_Text section:_
Death Valley Tours (Day)
Visit one of the most unique landscapes on earth! Our Death Valley Tours (day) offer spectacular highlights of this desolate terrain.
Death Valley Day Tours
Death Valley Day Tour
Visit one of the most unique landscapes on earth! Our Death Valley Tours offer spectacular highlights of this desolate, rugged and impressive terrain. You will be amazed at the sheer size and astounding natural features in this desolate national treasure.
This journey takes you right to the heart of Death Valley. Breath taking photos opportunities at Dante’s View and Zabriskie point. A stunning scenic drive through the Artist’s Pallet and of course a stop at Bad Water Basin-at 280 feet below sea level this is the lowest point in the Western Hemisphere! Take a walk out on the most protected salt flats on earth. Stop at Furnace Creek visitor center, the Devil’s Golf Course and browse the Death Valley gift shop heading back through the Mojave Desert in time for some good old fashioned Vegas nightlife!
Delicious packed lunch, beef, turkey or vegetarian. Park entry, transportation in modern and spacious SUV or Mini Bus. Expert Tour Guide. Lots of photo stops. Free hotel pick up and drop off from all major strip hotels.
This is a small group tour. Max group size 14.

_Items:_
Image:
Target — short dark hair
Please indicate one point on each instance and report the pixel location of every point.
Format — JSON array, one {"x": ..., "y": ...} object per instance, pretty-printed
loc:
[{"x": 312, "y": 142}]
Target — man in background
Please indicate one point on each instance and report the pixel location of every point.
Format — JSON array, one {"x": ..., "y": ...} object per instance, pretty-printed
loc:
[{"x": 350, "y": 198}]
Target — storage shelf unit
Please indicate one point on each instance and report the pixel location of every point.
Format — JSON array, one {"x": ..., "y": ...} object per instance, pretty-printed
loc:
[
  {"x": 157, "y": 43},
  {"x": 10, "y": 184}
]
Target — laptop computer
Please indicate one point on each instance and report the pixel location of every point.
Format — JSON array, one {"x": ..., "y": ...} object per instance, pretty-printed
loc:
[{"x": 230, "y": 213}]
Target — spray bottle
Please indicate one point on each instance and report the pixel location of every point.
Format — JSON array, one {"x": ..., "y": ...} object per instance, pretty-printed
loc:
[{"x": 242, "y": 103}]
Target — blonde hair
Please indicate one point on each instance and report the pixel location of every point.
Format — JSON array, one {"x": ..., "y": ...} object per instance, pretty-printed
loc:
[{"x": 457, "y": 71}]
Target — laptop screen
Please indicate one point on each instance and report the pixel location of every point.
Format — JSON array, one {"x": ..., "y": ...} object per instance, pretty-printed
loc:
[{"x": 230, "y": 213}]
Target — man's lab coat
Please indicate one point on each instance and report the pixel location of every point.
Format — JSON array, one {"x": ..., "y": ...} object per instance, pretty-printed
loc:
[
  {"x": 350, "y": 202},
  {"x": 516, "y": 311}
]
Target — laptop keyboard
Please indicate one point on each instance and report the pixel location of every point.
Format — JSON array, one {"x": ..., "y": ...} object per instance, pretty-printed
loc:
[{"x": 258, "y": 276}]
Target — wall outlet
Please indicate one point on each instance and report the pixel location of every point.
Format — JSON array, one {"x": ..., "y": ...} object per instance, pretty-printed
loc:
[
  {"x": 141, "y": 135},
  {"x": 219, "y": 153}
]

_Short task 1:_ According to the Death Valley tour page, how far below sea level is Bad Water Basin?
_Short task 2:_ Rewrite the Death Valley tour page starting with "Death Valley Day Tours" and going on through "fashioned Vegas nightlife!", replacing "spectacular" with "remarkable".

_Exercise answer 1:_ 280 feet below sea level

_Exercise answer 2:_
Death Valley Day Tours
Death Valley Day Tour
Visit one of the most unique landscapes on earth! Our Death Valley Tours offer remarkable highlights of this desolate, rugged and impressive terrain. You will be amazed at the sheer size and astounding natural features in this desolate national treasure.
This journey takes you right to the heart of Death Valley. Breath taking photos opportunities at Dante’s View and Zabriskie point. A stunning scenic drive through the Artist’s Pallet and of course a stop at Bad Water Basin-at 280 feet below sea level this is the lowest point in the Western Hemisphere! Take a walk out on the most protected salt flats on earth. Stop at Furnace Creek visitor center, the Devil’s Golf Course and browse the Death Valley gift shop heading back through the Mojave Desert in time for some good old fashioned Vegas nightlife!